Task brief >> Give as a numbered list the lines from the one containing "of the green" through the end of the records below, leaving out any blank lines.

(Records from a data source)
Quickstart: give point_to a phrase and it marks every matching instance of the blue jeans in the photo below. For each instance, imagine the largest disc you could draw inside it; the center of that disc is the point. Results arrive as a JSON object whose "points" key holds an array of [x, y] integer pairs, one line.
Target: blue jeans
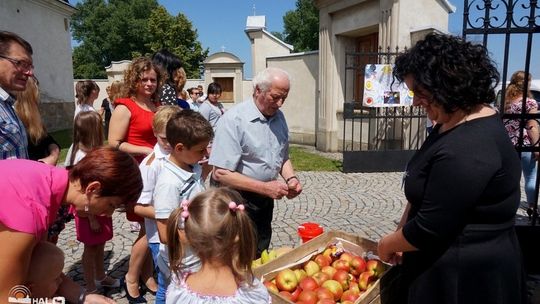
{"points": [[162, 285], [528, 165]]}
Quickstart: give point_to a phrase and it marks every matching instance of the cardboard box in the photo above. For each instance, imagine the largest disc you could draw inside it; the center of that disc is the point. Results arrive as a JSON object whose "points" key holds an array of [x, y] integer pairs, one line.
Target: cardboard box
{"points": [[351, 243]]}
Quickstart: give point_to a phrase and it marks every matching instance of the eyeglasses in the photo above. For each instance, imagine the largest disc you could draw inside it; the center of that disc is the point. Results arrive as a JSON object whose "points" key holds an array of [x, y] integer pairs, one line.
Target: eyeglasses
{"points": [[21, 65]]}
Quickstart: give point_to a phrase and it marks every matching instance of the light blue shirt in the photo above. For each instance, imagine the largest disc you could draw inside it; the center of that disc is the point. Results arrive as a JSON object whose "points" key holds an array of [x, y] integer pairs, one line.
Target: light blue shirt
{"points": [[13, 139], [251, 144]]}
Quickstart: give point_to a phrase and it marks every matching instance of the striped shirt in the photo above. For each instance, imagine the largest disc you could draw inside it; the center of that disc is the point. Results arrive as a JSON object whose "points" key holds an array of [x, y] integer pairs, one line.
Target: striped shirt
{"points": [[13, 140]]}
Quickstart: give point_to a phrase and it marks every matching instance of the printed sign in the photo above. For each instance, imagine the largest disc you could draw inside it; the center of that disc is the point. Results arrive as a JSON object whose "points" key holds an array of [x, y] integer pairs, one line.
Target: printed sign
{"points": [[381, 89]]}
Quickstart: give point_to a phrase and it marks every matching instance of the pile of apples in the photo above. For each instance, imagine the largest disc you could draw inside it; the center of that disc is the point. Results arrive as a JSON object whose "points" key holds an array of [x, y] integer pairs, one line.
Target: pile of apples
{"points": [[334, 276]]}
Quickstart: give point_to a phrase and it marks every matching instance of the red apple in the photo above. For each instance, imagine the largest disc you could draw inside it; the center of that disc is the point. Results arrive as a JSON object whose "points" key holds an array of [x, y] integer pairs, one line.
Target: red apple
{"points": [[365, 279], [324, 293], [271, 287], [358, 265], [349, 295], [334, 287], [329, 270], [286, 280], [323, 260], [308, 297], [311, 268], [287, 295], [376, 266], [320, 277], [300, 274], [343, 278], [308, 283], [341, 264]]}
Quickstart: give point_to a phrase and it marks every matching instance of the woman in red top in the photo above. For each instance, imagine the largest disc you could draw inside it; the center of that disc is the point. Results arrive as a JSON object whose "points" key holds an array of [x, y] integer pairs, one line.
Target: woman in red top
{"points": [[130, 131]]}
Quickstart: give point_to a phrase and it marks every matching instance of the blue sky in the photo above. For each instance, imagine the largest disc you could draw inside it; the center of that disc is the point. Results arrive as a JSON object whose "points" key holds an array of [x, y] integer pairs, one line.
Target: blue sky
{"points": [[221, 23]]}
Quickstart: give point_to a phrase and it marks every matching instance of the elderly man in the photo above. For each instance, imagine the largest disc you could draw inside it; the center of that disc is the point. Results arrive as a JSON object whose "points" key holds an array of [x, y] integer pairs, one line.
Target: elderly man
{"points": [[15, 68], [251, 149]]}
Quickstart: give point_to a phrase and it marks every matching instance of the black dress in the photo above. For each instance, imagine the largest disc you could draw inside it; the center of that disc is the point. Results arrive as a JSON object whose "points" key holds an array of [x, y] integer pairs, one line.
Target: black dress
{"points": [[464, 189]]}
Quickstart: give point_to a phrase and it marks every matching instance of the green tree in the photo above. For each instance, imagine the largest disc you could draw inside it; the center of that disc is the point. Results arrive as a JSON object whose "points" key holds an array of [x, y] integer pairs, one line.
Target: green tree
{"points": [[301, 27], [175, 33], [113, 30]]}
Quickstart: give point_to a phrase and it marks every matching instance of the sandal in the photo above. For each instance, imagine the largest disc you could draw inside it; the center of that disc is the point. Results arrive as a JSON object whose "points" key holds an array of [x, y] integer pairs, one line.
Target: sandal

Solution to this task >>
1. Quickstart: give point_to a phrase and it marks every matching instance of the green tree in the photo above. For each instance, imagine the largest disc you could draw inside it; the center of that disc is the point. Results arrive as a JSON object whose "points" key holds an array of [x, y] integer pairs, one line.
2. Target: green tree
3. {"points": [[301, 27], [175, 33], [113, 30]]}
4. Quickstart: give point_to a phrase and it marks every matching instance of the sandal in the photo above. For each instance, imagine the largest disc you could draw inside it; the center of that disc is the point. Results arrive as a JSON object whose "points" key holds an array of [x, y] integer pairs, one line.
5. Target: sandal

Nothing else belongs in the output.